** START OF Extracted text **

But Ron Ritchey, a cloud security principal at Booz Allen Hamilton, a firm based in McLean, Va., that provides technology consulting services to DOD and other government agencies, noted that as DARPA explores the thin forward edge of cloud security, it needs to be careful that any new technologies it cultivates don’t cause inadvertent harm.

“One of the things we have to worry about in information security in general is that the controls that are put in place aren’t more onerous than the attacks,” Ritchey said. “When we are introducing something that has the potential of dramatically increasing the complexity and understanding of operations, we really need to think that through very carefully.”

3 major goals

DARPA wants the MRC project to achieve three major goals: collective immunity, a cloud-wide public health infrastructure and a diverse moving target environment.

A collective immunity situation, created by several hosts working together unison, would give DOD cloud networks continuous and automatic backup and cross-checking capabilities. Meanwhile, a robust public health infrastructure would enable DOD cloud networks to protect themselves against external attacks by quickly recognizing threats; assessing the trustworthiness of network resources, such as servers, network bandwidth and storage; and continuously reallocating these network elements so that higher priority tasks are guaranteed access to trustworthy resources.

By creating a diverse cloud environment, DARPA hopes to turn DOD network resources into moving targets with servers, storage systems and other major elements all featuring unique attributes. The approach is designed to lessen the possibility that a weakness discovered on one network resource can be successfully exploited on its counterparts. Ritchey said that although he likes this approach in theory, he feels that project researchers will likely struggle to create a constantly shifting network environment that also provides complete reliability.

“You’re basically causing minute performance or behavioral changes in the system to disrupt attacks,” he said. “You have be really confident that those changes you’re making aren’t causing subtle or gross impact to the defined purpose of the system.”

The payoff

DARPA’s MRC project timeline calls for work to begin in early 2012. System design and development will run through the end of 2014, with integration and testing wrapped up by the end of 2015.

If, at the end of the process, DARPA manages to create a new and safer cloud environment, Ward said he believes that the MRC program will deliver a twofold benefit to DOD. “Many of the techniques the DARPA plan describes will benefit not only security but reliability as well,” he said. “It’s a program that seems likely to get the most value for the buck.”

** END OF Extracted text **
** START OF Listed entries **

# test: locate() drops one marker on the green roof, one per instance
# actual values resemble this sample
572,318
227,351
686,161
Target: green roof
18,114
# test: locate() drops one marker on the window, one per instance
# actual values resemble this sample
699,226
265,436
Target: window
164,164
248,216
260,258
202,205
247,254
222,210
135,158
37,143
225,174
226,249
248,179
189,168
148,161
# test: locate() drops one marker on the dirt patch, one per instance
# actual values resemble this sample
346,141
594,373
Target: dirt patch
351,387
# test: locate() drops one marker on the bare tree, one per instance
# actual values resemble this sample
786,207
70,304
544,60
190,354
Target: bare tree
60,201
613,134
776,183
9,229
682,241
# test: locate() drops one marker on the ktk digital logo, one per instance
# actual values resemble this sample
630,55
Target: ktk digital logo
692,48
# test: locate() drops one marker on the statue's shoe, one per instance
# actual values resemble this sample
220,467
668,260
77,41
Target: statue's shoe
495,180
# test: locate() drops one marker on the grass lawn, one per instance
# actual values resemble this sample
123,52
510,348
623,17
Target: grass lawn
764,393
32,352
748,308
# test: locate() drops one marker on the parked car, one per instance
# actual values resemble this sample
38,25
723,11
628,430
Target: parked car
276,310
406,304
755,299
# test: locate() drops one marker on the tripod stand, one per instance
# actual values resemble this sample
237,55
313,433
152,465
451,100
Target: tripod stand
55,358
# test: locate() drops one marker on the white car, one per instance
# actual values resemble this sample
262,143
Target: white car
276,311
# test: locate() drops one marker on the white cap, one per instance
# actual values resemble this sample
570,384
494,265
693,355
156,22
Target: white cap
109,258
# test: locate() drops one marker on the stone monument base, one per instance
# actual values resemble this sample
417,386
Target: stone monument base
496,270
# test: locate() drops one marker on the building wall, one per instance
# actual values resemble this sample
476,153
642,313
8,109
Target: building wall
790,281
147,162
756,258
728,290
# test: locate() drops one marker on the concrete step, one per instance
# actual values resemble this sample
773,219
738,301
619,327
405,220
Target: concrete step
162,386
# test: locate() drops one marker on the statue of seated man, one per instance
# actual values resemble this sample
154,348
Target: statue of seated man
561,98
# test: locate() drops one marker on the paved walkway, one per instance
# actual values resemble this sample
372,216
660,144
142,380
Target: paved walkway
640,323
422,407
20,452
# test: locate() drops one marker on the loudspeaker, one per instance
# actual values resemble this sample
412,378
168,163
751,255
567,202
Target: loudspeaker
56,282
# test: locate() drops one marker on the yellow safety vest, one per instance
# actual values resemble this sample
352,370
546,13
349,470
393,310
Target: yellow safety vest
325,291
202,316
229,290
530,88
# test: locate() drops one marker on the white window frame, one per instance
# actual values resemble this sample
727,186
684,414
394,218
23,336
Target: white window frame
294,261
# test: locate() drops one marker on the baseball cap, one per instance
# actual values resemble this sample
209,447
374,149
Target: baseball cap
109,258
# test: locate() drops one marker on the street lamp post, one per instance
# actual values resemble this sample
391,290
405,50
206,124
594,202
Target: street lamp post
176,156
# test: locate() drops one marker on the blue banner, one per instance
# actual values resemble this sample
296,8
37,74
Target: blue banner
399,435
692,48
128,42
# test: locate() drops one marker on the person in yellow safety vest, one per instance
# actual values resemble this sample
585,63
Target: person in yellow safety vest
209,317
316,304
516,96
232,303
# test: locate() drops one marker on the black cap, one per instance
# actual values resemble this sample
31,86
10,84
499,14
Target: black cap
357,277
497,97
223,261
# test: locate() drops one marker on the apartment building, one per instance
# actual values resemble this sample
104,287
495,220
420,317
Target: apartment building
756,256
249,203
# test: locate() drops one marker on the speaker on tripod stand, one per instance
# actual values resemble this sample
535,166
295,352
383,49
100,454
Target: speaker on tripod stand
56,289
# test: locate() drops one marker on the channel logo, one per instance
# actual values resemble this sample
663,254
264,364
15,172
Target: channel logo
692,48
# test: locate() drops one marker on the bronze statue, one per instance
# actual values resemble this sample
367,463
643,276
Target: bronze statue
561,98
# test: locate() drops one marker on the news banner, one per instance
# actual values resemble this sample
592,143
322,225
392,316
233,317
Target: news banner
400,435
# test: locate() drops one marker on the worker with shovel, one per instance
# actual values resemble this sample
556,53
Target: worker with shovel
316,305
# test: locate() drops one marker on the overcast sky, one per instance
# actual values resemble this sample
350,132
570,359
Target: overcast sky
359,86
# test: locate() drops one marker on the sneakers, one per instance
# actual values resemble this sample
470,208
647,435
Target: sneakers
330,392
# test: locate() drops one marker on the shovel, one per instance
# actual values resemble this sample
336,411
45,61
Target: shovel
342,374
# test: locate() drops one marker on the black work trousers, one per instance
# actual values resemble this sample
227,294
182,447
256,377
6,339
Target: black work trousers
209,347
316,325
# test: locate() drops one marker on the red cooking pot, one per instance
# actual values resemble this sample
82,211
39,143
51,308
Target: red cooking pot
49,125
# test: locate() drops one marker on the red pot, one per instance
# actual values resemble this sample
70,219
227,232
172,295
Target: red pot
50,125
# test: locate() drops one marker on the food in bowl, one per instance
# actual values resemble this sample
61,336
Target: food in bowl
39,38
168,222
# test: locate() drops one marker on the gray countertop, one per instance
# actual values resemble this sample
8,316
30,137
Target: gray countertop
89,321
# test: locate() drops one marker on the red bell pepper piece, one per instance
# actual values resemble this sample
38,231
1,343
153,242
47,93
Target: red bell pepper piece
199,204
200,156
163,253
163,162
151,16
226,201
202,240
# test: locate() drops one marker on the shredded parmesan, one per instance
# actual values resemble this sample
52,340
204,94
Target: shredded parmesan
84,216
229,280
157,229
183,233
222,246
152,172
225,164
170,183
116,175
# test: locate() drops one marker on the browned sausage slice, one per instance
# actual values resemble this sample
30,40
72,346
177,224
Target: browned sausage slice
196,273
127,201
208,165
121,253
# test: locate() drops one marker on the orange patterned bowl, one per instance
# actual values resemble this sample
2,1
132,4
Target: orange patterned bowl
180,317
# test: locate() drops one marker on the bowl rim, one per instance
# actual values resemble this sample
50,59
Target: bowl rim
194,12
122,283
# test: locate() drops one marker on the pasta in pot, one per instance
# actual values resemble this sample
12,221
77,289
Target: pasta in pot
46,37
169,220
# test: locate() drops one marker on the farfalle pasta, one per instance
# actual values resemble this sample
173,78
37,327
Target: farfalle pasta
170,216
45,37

** END OF Listed entries **

Work instructions:
**a)** Repeat the passage of the DARPA cloud security article between "DARPA wants the" and "to trustworthy resources.", inclusive.
**b)** List the three major goals that the DARPA cloud security article says DARPA wants the MRC project to achieve.

Answers to the problems:
**a)**
DARPA wants the MRC project to achieve three major goals: collective immunity, a cloud-wide public health infrastructure and a diverse moving target environment.

A collective immunity situation, created by several hosts working together unison, would give DOD cloud networks continuous and automatic backup and cross-checking capabilities. Meanwhile, a robust public health infrastructure would enable DOD cloud networks to protect themselves against external attacks by quickly recognizing threats; assessing the trustworthiness of network resources, such as servers, network bandwidth and storage; and continuously reallocating these network elements so that higher priority tasks are guaranteed access to trustworthy resources.

**b)**
- Collective immunity
- A cloud-wide public health infrastructure
- A diverse moving target environment